### [The task]
Copy every entry exactly as it stands, though any image it holds should stay out of the copy.

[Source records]
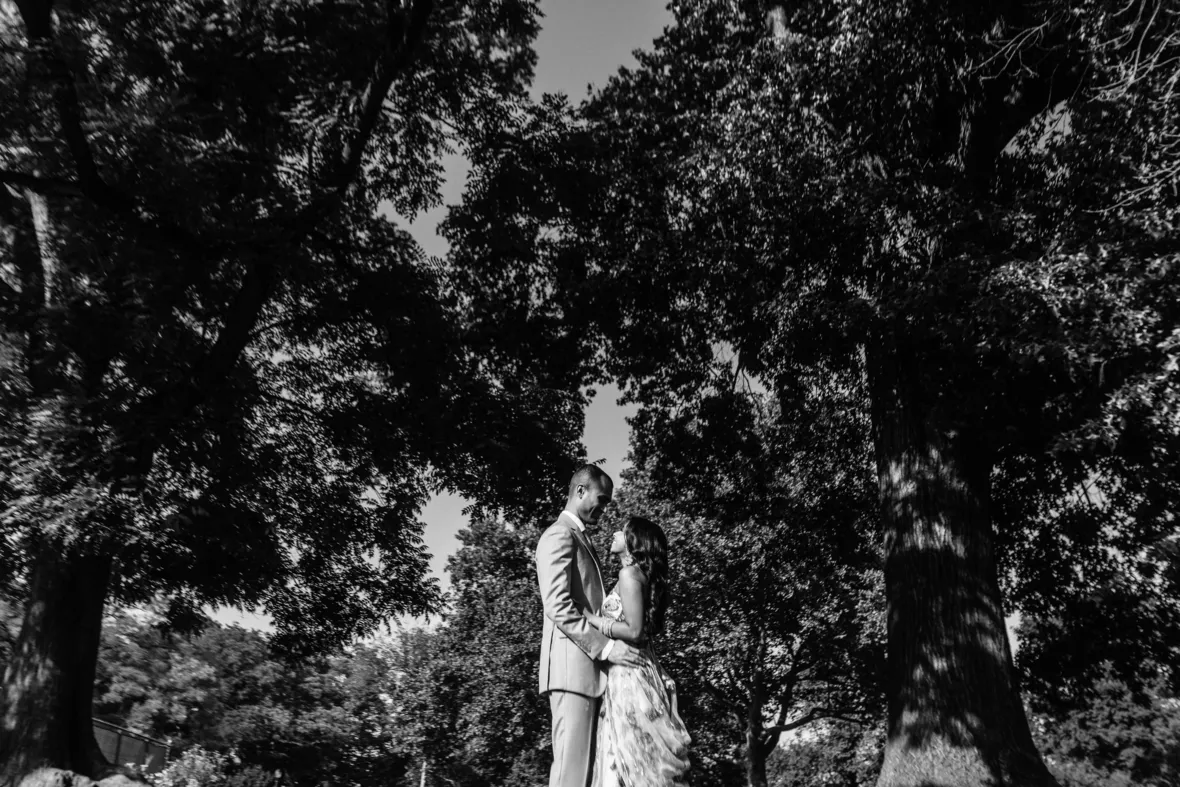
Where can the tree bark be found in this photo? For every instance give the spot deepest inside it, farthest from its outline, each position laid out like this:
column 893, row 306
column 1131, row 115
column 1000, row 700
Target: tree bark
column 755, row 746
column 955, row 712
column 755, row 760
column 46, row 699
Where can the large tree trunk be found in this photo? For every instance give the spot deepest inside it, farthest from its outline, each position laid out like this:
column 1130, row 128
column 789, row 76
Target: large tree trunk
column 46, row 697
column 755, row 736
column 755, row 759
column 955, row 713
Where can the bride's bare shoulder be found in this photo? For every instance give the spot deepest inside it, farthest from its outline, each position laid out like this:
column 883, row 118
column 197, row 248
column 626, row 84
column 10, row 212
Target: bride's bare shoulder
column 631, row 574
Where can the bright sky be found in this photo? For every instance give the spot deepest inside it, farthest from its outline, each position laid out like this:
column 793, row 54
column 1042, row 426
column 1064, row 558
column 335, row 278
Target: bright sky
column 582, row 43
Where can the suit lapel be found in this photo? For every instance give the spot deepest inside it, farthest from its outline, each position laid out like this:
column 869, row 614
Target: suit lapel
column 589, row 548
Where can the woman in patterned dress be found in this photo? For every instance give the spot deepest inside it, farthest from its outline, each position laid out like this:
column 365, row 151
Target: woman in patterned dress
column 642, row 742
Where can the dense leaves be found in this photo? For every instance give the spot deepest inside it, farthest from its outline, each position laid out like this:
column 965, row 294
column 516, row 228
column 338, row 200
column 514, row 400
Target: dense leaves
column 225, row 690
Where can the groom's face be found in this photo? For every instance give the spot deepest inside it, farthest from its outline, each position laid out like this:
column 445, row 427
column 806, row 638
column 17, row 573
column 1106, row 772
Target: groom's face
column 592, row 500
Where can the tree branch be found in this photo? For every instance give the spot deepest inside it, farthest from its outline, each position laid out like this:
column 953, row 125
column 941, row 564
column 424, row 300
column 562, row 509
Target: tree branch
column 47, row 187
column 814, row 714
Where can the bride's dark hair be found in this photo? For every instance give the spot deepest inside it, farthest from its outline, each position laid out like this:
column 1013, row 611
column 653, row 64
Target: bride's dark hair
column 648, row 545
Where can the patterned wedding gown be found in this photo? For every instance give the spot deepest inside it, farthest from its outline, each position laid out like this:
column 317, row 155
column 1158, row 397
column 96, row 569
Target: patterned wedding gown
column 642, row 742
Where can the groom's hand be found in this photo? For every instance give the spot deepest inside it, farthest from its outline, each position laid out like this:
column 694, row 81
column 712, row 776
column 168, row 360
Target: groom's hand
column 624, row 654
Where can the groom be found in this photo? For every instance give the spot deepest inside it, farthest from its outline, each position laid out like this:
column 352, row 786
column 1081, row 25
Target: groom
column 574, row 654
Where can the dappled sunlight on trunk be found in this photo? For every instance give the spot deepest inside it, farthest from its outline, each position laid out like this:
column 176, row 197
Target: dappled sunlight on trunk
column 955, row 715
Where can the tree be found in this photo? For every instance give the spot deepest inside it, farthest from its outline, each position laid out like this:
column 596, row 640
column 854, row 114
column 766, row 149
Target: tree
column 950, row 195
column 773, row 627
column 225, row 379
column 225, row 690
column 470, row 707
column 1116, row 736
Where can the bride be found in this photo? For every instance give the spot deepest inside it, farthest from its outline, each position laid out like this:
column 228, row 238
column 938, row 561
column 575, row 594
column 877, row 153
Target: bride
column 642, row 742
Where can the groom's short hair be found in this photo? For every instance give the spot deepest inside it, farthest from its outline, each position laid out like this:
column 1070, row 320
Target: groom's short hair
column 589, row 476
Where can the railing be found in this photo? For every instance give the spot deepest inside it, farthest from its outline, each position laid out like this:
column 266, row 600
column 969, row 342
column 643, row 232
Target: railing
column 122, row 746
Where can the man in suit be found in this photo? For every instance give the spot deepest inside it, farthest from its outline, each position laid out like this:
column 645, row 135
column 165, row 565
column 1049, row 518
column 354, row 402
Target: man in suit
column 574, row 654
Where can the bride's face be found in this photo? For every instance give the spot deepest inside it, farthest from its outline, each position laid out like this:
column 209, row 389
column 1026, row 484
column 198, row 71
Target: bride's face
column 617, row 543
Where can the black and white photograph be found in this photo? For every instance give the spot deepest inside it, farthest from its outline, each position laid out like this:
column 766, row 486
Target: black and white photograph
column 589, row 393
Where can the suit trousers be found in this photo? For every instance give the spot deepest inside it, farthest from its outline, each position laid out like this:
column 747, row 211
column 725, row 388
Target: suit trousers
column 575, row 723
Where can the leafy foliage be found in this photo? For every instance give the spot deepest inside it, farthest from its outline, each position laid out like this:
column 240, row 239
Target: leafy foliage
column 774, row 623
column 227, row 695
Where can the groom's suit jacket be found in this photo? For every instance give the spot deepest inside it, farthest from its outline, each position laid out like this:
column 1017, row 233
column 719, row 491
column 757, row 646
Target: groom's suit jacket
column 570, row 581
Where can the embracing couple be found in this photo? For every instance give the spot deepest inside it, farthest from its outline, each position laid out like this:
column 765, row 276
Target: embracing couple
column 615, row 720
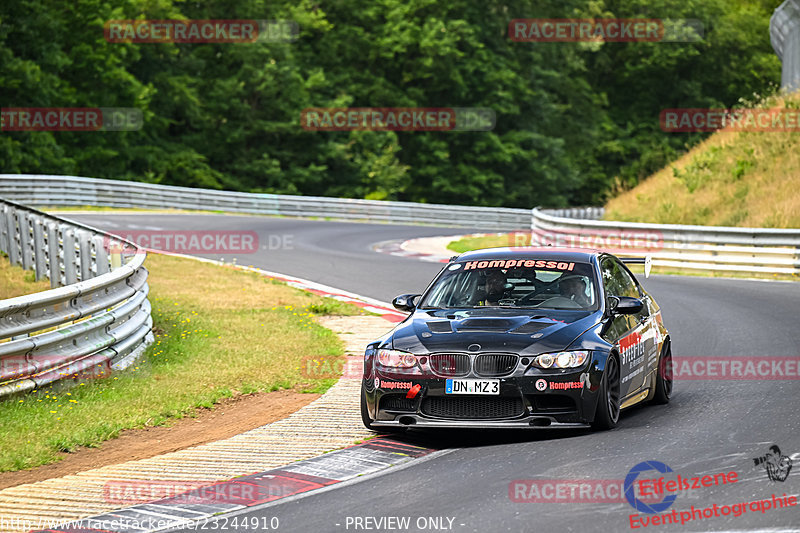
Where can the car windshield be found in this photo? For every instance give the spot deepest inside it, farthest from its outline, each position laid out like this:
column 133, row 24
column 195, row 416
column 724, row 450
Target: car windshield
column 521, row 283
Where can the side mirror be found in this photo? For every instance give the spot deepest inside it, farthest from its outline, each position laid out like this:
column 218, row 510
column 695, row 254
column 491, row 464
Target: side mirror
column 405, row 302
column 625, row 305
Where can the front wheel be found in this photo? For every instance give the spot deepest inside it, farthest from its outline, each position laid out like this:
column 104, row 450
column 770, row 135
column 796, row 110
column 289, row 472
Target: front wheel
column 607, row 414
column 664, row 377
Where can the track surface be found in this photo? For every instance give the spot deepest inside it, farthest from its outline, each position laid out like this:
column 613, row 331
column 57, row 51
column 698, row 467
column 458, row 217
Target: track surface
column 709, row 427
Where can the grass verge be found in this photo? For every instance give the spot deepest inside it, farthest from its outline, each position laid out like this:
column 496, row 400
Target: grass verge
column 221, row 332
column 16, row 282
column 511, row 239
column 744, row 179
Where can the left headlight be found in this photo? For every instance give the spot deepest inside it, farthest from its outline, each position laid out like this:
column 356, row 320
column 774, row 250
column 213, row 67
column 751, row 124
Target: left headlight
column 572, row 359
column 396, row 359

### [Response to this task]
Where can the tree bark be found in this photo? For every instance give the spot deepest inside it, farthest from its outline, each position laid out like this:
column 893, row 306
column 1131, row 115
column 1000, row 700
Target: tree bark
column 755, row 746
column 955, row 712
column 755, row 760
column 46, row 699
Where can the large tree trunk be found in this photo? For every instance give the spot deepest inside it, farthest from its outline, each position laid out like this:
column 1130, row 128
column 789, row 76
Target: large tree trunk
column 46, row 697
column 755, row 736
column 755, row 759
column 955, row 713
Where can the bride's bare shoulder be found in this photo? For every instance give the spot deepest inside it, farthest from its outline, each position laid out like this:
column 883, row 118
column 197, row 248
column 626, row 84
column 10, row 212
Target: bride's bare shoulder
column 631, row 574
Where can the bright sky be found in this photo? For every instance give the spot deepest inside it, farthest from its outline, each position laid out like this:
column 793, row 54
column 1042, row 426
column 1064, row 558
column 335, row 278
Target: bright sky
column 582, row 43
Where can the suit lapel be found in this photo? For every instance give the spot deepest inside it, farthest from its outline, each position laid out like this:
column 869, row 614
Target: suit lapel
column 589, row 548
Where can the woman in patterned dress be found in this photo? For every instance give the spot deepest inside it, farthest from its outline, each position laid out like this:
column 365, row 151
Target: woman in patterned dress
column 642, row 742
Where can the dense leaves be found in this photo? For every instance give the spot deepest inside it, farthest from its outline, each position laid out like this:
column 965, row 294
column 516, row 228
column 338, row 200
column 514, row 400
Target: dense leaves
column 225, row 690
Where can the groom's face be found in this photo? For every instance give the spot deepest inside it, farthest from its outline, each position laid out like this:
column 445, row 427
column 806, row 638
column 17, row 573
column 1106, row 772
Target: groom's face
column 592, row 500
Where can the tree branch be found in this photo? For every instance give the spot deepest inside it, farthest from its outline, each position laid out like this:
column 953, row 125
column 941, row 564
column 424, row 300
column 562, row 509
Target: tree branch
column 47, row 187
column 814, row 714
Where can the bride's dark hair be found in this photo? For every instance give the spot deepest inside it, farthest from its outline, each position laid out like this:
column 1013, row 611
column 653, row 64
Target: bride's dark hair
column 648, row 545
Where can the patterned wedding gown be found in this photo? For every instance give the spot deepest inside it, farthest from its outline, each position laid out like this:
column 317, row 155
column 1158, row 397
column 96, row 569
Target: patterned wedding gown
column 642, row 742
Where can the groom's hand be found in this photo? For every instance give the spot deepest inside it, farthest from its outline, each position laid out like this:
column 694, row 81
column 712, row 776
column 168, row 360
Target: groom's hand
column 624, row 654
Where can the groom be found in this photo? For every instance give the spot deepest inside it, farthest from its outline, each position laid out like this:
column 352, row 786
column 1081, row 25
Target: groom
column 574, row 654
Where can the dappled sunlight on trunk be found in this photo? For every instance give the spot deepest inside it, farthest from its outline, each position laid out like this:
column 176, row 197
Target: dappled sunlight on trunk
column 955, row 715
Where can the tree be found in this photo? For every instance give the spot deepest inside it, farthest from its outline, each position laid out like this:
column 596, row 640
column 854, row 114
column 766, row 149
Target: tree
column 950, row 195
column 773, row 627
column 225, row 379
column 225, row 690
column 470, row 707
column 1116, row 736
Where can the bride be found in this photo? For every instance give the spot deepest inside it, farthest from its outline, each position laid out like this:
column 228, row 238
column 938, row 561
column 575, row 594
column 877, row 153
Target: bride
column 642, row 742
Where can the groom's short hair be found in this photo? For every instance give the spot deepest inside it, farthest from its outline, each position laid out like this:
column 1070, row 320
Target: groom's short hair
column 589, row 476
Where can the railing be found in this photo? For every instance give the spot deepest inside it, farthest from its outline, each position laid out like this:
column 266, row 600
column 969, row 342
column 643, row 232
Target: railing
column 122, row 746
Where can the man in suit be found in this photo? For every instance give the spot deepest inside it, farthest from its outline, each position laid out like this:
column 645, row 135
column 165, row 565
column 1049, row 518
column 354, row 402
Target: man in suit
column 574, row 654
Where can the bride's face be found in this photo? For every instance give the spot deepest inside it, farthest from its outline, each position laid out like this:
column 209, row 389
column 1026, row 484
column 198, row 71
Target: bride's face
column 617, row 543
Where can the black and white photograph be found in this photo? For every instance give the spot deepest inside it, farthest from its outline, each position laid out like this:
column 766, row 486
Target: black and white photograph
column 589, row 393
Where can the suit trousers be found in this photo? For every instance give the spot deepest inside it, farthest from its outline, each position laid out like this:
column 747, row 211
column 725, row 388
Target: suit trousers
column 575, row 723
Where can the leafy foliage be found in this photo? For every instance give the spot deepest inside it, farthest from its outline, each position laid out like this:
column 240, row 239
Target: leafy foliage
column 774, row 623
column 227, row 695
Where can the groom's suit jacket be found in this photo? For every instance give the spot deepest inside it, farthest from its outline, each position laid out like this:
column 1017, row 233
column 719, row 491
column 757, row 646
Target: groom's suit jacket
column 570, row 581
Where can the embracing couple be found in this photo? For every instance give the spot deepest inside it, farthest from its outline, each position laid out like this:
column 765, row 276
Target: embracing couple
column 615, row 720
Where can the car windshield be found in this photo? For every instance give the spot deepest inside it, farthest from its outline, each position laid out like this:
column 133, row 24
column 195, row 416
column 724, row 450
Target: car windshield
column 521, row 283
Where can the side mirror be found in this photo? For every instance give the spot deepest inside it, farthest from its outline, each position laid out like this:
column 218, row 510
column 695, row 254
column 491, row 464
Target: side mirror
column 405, row 302
column 625, row 305
Where can the front wheel be found in this photo? For every instance give the spot deepest inside it, farthest from its outline, each position laid out like this:
column 104, row 450
column 770, row 135
column 796, row 110
column 289, row 472
Target: front wheel
column 607, row 414
column 664, row 377
Where can the track surface be found in this photo? For every instance give the spot deepest inside it, farthest from its outline, each position laid out like this:
column 613, row 331
column 57, row 51
column 698, row 467
column 458, row 217
Target: track surface
column 709, row 427
Where can the grass verge be found in this photo? For every instance give the spot deepest inside it, farthest from its outline, each position laid out like this:
column 496, row 400
Target: grass verge
column 221, row 332
column 16, row 282
column 511, row 239
column 744, row 179
Where can the left headlight be found in this photo? For every instance give the spot deepest inside it, farthest from its outline, each position laid out like this:
column 356, row 320
column 774, row 250
column 213, row 67
column 751, row 124
Target: left headlight
column 572, row 359
column 396, row 359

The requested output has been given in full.